*** Excerpted text ***
From 8d97d34f5872865af4364ad0af1cdd88dbd7bd82 Mon Sep 17 00:00:00 2001
From: Neels Hofmeyr <nhofmeyr@sysmocom.de>
Date: Tue, 21 Feb 2017 22:46:35 +0100
Subject: cosmetic: refactor auc_compute_vectors(), add debug log

Make the generation logic easier to understand (hopefully).

Massively extend debug logging, which serves to illustrate the current AUTS
failure shown by auc_3g_test.

Since DAUC now logs the vectors, there is no need to print the vectors in
VEC_IS() in auc_3g_test and auc_ts_55_205_test_sets anymore. Adjust testlog
expectations accordingly.

Change-Id: Ifb36d010a4ac64c765517e15b9074424ec19cc60
---
 src/auc.c | 114 +++++++++++++++++++++++++++++++++++++++++++++-----------------
 1 file changed, 84 insertions(+), 30 deletions(-)

(limited to 'src')
*** End of Excerpted text ***
*** Provided material ***
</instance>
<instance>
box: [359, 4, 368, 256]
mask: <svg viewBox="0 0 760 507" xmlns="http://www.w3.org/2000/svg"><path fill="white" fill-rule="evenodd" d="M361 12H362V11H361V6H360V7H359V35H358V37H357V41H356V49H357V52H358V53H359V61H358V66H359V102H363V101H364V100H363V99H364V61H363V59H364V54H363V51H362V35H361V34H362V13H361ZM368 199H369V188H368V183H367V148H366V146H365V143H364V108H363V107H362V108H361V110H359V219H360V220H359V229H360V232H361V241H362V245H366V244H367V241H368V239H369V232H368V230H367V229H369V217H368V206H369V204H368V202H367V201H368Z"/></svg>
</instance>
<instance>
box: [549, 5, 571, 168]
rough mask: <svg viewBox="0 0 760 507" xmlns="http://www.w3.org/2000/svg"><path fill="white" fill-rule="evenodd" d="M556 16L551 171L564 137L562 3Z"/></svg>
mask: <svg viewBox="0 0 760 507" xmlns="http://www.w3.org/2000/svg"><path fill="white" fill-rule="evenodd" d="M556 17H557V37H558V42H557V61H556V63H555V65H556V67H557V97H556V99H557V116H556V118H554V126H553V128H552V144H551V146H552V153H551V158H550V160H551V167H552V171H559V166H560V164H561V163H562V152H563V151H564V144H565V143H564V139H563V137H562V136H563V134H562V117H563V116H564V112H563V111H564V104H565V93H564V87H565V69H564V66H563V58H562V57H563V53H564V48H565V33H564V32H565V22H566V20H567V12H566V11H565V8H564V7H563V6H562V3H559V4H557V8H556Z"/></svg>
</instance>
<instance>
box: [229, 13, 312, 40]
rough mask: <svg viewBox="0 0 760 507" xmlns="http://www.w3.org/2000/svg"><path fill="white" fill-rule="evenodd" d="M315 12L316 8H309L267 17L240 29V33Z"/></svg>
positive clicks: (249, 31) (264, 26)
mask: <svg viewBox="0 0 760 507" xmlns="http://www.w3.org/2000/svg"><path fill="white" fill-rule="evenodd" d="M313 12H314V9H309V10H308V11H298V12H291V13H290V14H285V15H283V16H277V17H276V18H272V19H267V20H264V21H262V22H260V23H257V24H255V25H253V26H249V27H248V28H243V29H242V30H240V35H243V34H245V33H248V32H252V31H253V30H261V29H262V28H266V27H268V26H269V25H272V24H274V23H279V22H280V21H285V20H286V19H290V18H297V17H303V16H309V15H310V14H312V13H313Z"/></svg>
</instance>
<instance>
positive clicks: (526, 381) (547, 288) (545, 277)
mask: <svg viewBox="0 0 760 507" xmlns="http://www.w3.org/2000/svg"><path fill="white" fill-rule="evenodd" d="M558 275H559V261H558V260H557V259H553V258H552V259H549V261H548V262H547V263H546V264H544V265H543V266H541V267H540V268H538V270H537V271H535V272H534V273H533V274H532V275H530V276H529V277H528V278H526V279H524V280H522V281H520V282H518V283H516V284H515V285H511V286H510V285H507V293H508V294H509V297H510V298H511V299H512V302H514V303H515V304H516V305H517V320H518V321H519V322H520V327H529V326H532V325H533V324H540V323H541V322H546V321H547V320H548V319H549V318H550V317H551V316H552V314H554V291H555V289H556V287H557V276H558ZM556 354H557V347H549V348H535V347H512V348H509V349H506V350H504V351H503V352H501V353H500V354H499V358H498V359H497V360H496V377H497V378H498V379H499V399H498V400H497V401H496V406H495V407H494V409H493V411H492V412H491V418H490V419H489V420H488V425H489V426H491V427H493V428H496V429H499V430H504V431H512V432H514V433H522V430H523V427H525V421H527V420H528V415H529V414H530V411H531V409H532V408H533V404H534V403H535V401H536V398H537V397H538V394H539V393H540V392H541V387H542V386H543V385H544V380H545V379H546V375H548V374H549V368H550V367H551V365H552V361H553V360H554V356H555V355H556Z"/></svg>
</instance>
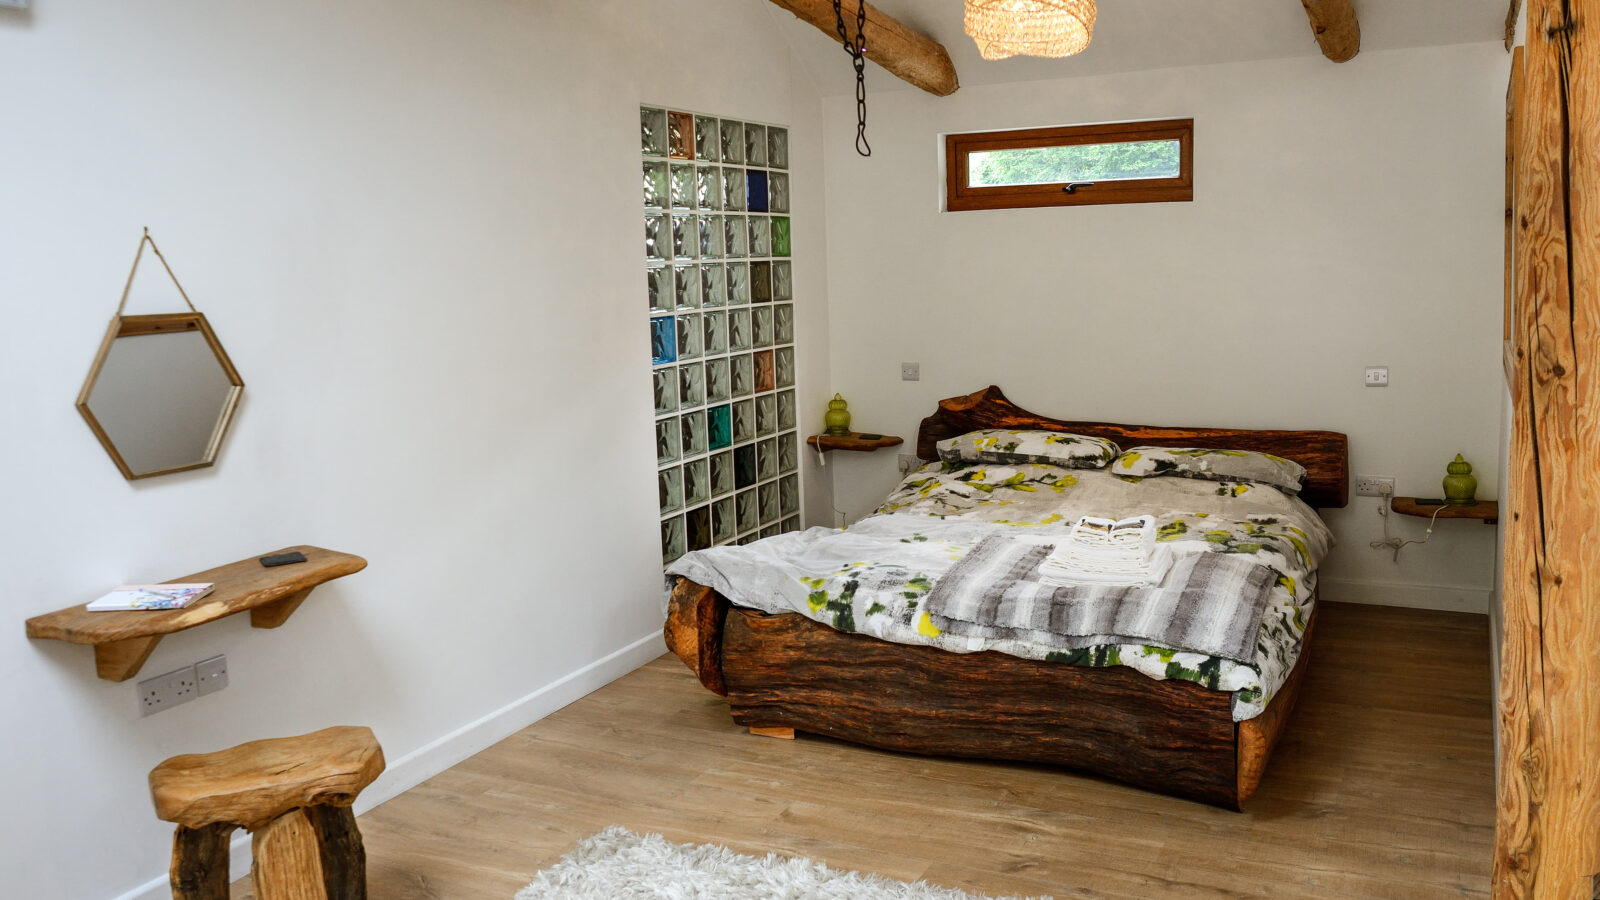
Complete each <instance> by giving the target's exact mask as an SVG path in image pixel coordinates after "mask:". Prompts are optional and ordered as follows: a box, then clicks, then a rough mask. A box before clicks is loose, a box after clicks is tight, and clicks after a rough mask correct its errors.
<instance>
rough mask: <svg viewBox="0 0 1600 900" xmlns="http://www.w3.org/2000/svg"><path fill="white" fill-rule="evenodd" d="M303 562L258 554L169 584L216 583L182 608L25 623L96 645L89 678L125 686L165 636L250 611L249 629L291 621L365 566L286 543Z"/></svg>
mask: <svg viewBox="0 0 1600 900" xmlns="http://www.w3.org/2000/svg"><path fill="white" fill-rule="evenodd" d="M290 551H299V552H304V554H306V562H291V564H288V565H274V567H270V569H269V567H266V565H261V560H259V559H256V557H250V559H242V560H238V562H230V564H227V565H221V567H218V569H208V570H205V572H195V573H194V575H184V577H182V578H171V580H168V583H186V581H213V583H214V585H216V589H214V591H211V594H208V596H206V597H205V599H200V601H195V602H194V605H190V607H187V609H181V610H130V612H88V610H86V609H83V607H85V604H78V605H75V607H67V609H64V610H56V612H53V613H45V615H35V617H34V618H30V620H27V636H29V637H45V639H53V641H67V642H70V644H91V645H94V673H96V674H99V676H101V677H102V679H106V681H128V679H130V677H133V676H136V674H138V673H139V666H142V665H144V660H147V658H150V650H155V645H157V644H160V641H162V637H165V636H168V634H173V633H176V631H186V629H189V628H194V626H197V625H205V623H208V621H216V620H219V618H227V617H230V615H234V613H240V612H245V610H250V625H253V626H254V628H277V626H280V625H283V623H285V621H288V618H290V615H291V613H293V612H294V610H296V609H299V605H301V602H302V601H304V599H306V596H307V594H310V591H312V588H315V586H317V585H322V583H325V581H333V580H334V578H342V577H346V575H354V573H355V572H360V570H363V569H366V560H365V559H362V557H358V556H350V554H347V552H339V551H333V549H322V548H315V546H291V548H283V549H280V551H270V552H290ZM262 556H267V554H262Z"/></svg>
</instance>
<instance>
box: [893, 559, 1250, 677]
mask: <svg viewBox="0 0 1600 900" xmlns="http://www.w3.org/2000/svg"><path fill="white" fill-rule="evenodd" d="M1053 551H1054V546H1053V544H1037V543H1029V541H1016V540H1010V538H1000V536H989V538H984V540H982V541H981V543H979V544H978V546H976V548H973V549H971V551H970V552H968V554H966V556H965V557H963V559H962V560H960V562H957V564H955V565H954V567H952V569H950V572H947V573H946V575H944V577H942V578H939V580H938V583H934V586H933V591H930V593H928V602H926V605H925V609H926V612H928V615H930V617H931V618H933V625H934V626H938V628H939V629H941V631H946V633H950V634H963V636H971V637H986V639H990V641H995V639H1002V641H1003V639H1024V641H1037V642H1040V644H1045V645H1050V647H1059V649H1062V650H1074V649H1082V647H1093V645H1096V644H1150V645H1158V647H1171V649H1174V650H1192V652H1197V653H1205V655H1208V657H1222V658H1227V660H1237V661H1240V663H1246V665H1250V663H1253V661H1254V658H1256V633H1258V631H1259V629H1261V617H1262V613H1264V612H1266V609H1267V601H1269V599H1270V597H1272V586H1274V585H1275V583H1277V575H1275V573H1274V572H1272V569H1267V567H1266V565H1256V564H1254V562H1251V560H1250V559H1248V557H1245V556H1235V554H1229V552H1200V554H1192V556H1184V557H1182V559H1179V560H1178V562H1174V564H1173V569H1171V572H1168V573H1166V578H1165V580H1163V581H1162V585H1158V586H1154V588H1126V586H1115V585H1072V586H1059V585H1053V583H1045V581H1043V580H1040V575H1038V565H1040V564H1042V562H1043V560H1045V557H1046V556H1050V554H1051V552H1053Z"/></svg>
*** End of Provided material ***
§ **About this task**:
Answer these about the commit message:
1. Which function does the commit refactor?
2. Which test shows the AUTS failure that the extended debug logging illustrates?
3. How many insertions and deletions does the change make?

§ **Solution to the exercise**:
1. auc_compute_vectors()
2. auc_3g_test
3. 84 insertions and 30 deletions